Culture, Society and Sexuality: A Reader

Culture, Society and Sexuality: A Reader

Culture, Society and Sexuality: A Reader

Culture, Society and Sexuality: A Reader

Synopsis

This work offers an introduction to the central debates in sexuality research. Among the issues examined are the social and cultural dimensions of sex, human sexuality and sex research.

Excerpt

Richard Parker and Peter Aggleton

When HIV and AIDS first emerged in the early 1980s, one of the key problems facing all of the sectors concerned with responding to the epidemic was the general lack of information and understanding concerning sexuality. Particularly among the population groups that first seemed to be affected by the epidemic - gay and bisexual men and injecting drug users in the United States, Northern Europe, Canada, Australia and New Zealand, and heterosexual women and men from diverse cultural and ethnic groups in parts of sub-Saharan Africa - the general lack of understanding concerning sexual experience posed a series of serious problems in seeking to understand the dynamics of HIV infection, or to respond to the risk of HIV/AIDS through health promotion and prevention programmes. These problems were only magnified as attention gradually began to turn from these specific populations to other more mainstream groups in the societies of the industrialized countries, and to the many diverse populations and cultures found throughout the countries of the developing world. While a range of other issues, such as population and the environment, had already at least potentially pointed to sexual behaviour and sexual reproduction as areas of some concern, with the emergence of AIDS, sexuality became a ‘problem’ for research and reflection in an entirely new way. A veritable explosion in the investigation of sexual life subsequently took place over the course of the 1980s and the 1990s motivated, in large part, by the need to more fully understand human sexual experience in order to respond to the dilemmas posed by the epidemic (see Parker, 1994; Parker and Gagnon, 1995).

## Questions on the material
(1) According to the excerpt, in which region were heterosexual women and men among the population groups that first seemed to be affected by the epidemic?
(2) Reproduce the excerpt word for word, starting with "This work offers" and going on through "and sex research.".
The listing isn't needed for anything asked about the excerpt.

## Data supplied

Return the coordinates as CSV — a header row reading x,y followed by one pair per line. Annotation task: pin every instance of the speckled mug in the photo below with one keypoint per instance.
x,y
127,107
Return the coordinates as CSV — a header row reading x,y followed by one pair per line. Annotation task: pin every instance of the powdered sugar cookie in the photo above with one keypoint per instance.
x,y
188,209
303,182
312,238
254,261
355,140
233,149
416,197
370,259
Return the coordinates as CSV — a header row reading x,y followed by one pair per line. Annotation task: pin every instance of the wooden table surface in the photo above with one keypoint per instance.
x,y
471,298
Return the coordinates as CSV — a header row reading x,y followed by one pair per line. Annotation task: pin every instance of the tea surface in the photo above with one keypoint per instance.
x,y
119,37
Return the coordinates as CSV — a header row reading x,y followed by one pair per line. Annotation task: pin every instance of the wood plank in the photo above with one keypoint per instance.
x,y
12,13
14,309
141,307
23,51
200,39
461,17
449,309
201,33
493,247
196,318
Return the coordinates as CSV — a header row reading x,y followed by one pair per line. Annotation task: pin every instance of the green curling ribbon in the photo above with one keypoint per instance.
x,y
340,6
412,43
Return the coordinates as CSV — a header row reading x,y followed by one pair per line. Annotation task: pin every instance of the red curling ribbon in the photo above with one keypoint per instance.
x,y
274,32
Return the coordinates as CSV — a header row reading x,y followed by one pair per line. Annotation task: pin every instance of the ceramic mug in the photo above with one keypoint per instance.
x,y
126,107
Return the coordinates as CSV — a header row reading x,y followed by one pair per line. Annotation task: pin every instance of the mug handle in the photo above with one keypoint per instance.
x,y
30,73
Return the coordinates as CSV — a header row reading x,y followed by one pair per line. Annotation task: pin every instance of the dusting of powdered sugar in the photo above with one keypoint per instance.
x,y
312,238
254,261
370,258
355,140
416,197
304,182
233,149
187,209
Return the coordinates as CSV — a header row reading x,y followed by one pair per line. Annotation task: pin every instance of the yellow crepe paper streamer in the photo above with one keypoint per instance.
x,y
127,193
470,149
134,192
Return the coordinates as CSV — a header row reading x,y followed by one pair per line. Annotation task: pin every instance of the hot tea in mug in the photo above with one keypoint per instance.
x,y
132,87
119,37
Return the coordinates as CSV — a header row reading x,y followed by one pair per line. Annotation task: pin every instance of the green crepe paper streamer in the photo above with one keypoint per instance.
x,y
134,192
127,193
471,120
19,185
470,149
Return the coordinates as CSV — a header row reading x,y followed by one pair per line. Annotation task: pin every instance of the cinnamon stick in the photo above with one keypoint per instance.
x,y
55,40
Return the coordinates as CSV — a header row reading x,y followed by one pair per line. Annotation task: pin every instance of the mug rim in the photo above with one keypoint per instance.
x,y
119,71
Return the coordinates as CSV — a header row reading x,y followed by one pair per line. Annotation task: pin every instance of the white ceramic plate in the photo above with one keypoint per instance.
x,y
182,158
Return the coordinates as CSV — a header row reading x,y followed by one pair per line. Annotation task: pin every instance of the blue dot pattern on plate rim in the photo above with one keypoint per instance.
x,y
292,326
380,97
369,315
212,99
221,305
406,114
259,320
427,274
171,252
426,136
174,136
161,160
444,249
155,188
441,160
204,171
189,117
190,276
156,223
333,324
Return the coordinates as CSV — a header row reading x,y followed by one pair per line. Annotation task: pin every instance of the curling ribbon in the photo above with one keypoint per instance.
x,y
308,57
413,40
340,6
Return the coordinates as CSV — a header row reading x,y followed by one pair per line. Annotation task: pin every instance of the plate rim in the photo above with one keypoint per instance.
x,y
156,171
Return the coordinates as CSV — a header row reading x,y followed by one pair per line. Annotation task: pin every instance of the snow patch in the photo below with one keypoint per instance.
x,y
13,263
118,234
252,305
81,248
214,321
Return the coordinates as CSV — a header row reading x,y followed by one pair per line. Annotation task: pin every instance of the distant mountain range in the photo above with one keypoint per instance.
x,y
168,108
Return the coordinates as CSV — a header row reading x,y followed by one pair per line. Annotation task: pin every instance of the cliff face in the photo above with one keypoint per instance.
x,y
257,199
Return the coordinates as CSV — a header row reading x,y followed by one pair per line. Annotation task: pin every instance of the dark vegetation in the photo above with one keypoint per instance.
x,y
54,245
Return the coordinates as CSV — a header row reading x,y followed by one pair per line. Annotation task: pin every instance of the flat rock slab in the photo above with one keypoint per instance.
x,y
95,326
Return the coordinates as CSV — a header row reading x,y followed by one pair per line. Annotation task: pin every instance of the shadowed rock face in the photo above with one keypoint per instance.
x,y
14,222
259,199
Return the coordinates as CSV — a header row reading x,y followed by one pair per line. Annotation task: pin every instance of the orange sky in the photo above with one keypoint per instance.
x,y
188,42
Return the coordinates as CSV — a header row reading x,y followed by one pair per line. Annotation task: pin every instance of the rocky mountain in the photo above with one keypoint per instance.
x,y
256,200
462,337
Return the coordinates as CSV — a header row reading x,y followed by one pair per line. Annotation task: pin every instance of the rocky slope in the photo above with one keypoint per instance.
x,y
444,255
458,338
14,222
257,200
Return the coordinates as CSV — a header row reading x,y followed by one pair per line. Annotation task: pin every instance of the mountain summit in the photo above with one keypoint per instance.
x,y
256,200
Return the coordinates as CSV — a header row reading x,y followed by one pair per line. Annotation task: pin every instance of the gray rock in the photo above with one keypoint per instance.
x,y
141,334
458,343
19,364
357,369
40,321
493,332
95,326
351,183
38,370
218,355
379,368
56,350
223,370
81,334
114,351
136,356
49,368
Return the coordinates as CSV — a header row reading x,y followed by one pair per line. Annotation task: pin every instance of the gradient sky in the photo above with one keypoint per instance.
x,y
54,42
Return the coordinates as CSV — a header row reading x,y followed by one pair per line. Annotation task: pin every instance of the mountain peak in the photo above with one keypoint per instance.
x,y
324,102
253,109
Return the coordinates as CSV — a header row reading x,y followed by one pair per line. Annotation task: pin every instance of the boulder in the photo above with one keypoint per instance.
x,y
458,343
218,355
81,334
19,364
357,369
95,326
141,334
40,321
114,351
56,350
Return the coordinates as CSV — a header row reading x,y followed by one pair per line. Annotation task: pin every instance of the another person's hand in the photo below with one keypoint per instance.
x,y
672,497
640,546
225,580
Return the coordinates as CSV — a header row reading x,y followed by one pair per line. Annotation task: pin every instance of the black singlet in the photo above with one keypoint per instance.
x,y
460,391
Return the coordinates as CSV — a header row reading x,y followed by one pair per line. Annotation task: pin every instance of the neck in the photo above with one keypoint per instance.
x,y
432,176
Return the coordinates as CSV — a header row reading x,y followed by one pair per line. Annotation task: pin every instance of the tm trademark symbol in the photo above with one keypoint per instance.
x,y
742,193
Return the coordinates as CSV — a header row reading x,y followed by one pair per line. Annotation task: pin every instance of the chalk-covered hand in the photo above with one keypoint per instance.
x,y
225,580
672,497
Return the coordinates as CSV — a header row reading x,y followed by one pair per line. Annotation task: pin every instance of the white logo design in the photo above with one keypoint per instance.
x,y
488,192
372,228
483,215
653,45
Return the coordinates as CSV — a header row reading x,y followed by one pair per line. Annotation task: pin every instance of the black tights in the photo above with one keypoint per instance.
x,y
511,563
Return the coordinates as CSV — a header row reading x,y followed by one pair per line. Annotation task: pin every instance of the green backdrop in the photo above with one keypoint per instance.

## Task-by-task outputs
(1) Parts of sub-Saharan Africa.

(2)
This work offers an introduction to the central debates in sexuality research. Among the issues examined are the social and cultural dimensions of sex, human sexuality and sex research.